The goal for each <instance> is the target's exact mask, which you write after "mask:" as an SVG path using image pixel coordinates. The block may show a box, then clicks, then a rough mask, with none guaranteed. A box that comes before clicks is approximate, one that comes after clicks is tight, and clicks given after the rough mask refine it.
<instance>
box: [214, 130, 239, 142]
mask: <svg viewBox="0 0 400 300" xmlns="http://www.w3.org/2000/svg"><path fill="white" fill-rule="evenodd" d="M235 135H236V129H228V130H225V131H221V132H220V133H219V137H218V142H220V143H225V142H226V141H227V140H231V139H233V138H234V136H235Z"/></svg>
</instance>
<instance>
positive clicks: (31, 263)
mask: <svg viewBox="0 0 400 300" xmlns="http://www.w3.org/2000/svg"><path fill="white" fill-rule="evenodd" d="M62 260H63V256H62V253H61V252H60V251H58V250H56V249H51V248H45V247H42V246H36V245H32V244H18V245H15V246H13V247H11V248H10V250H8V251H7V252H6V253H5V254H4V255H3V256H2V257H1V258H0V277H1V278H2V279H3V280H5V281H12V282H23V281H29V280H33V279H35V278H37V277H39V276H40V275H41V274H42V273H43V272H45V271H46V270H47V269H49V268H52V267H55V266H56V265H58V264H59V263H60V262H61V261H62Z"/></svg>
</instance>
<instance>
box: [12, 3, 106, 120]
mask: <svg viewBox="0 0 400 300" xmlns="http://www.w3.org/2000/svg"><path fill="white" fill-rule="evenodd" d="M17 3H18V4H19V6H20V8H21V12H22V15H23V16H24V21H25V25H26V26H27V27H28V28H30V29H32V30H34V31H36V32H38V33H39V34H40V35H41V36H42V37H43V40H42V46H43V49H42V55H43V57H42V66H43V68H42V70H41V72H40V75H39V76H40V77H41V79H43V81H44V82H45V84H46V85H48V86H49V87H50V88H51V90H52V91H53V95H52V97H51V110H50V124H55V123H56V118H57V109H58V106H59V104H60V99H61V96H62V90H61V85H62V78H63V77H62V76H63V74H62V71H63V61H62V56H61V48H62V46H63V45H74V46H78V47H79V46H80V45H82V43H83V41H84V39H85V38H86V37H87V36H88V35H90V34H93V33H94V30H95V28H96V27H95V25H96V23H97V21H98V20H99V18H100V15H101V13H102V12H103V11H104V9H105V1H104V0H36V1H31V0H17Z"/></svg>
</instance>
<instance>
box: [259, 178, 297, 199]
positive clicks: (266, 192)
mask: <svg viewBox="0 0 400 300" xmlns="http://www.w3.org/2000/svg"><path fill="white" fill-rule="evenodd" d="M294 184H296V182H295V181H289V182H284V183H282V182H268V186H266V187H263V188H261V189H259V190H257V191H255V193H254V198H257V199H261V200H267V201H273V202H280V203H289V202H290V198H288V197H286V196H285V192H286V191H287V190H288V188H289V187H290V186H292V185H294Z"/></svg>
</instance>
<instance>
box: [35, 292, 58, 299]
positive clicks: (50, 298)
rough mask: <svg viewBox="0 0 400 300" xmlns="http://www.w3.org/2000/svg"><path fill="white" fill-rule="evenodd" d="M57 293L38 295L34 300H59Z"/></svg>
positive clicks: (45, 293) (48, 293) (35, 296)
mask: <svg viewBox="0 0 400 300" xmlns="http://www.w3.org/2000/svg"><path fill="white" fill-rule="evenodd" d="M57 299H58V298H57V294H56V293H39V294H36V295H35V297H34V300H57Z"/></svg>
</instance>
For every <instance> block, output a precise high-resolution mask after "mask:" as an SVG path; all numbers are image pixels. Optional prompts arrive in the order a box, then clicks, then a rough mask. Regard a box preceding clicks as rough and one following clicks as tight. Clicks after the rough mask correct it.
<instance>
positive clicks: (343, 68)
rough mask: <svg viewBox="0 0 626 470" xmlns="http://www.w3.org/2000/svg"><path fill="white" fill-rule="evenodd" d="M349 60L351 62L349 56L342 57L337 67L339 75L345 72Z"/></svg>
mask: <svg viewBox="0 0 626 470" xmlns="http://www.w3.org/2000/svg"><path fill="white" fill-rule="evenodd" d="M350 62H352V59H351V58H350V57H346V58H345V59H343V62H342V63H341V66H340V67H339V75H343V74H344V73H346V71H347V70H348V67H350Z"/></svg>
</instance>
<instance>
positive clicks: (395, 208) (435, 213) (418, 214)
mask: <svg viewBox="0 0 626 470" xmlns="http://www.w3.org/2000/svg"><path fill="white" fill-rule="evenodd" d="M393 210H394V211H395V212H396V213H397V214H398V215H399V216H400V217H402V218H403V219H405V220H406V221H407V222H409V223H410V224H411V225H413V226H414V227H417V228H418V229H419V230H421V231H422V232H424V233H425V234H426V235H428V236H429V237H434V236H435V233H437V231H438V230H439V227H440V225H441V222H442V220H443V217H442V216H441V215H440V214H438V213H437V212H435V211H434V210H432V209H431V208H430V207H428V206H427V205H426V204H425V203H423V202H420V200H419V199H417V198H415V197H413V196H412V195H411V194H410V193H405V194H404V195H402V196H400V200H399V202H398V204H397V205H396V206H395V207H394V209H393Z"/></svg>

_WHAT THIS TASK INVOLVES_: Show every line in the listing above that carries the word "tight".

_WRITTEN SOLUTION_:
The goal for each <instance> is the target's exact mask, which you write after "mask:" as an SVG path using image pixel coordinates. The block may show a box, then clicks, then a rough mask, with none guaranteed. A box that comes before clicks is approximate, one that comes after clicks is tight, and clicks given after the rough mask refine it.
For every <instance> block, output a precise high-resolution mask after "mask:" as an SVG path; all numbers are image pixels. Optional prompts arrive in the order a box, then clicks, then a rough mask. Regard a box preceding clicks as rough and one following clicks as tight. Clicks after the rough mask correct it.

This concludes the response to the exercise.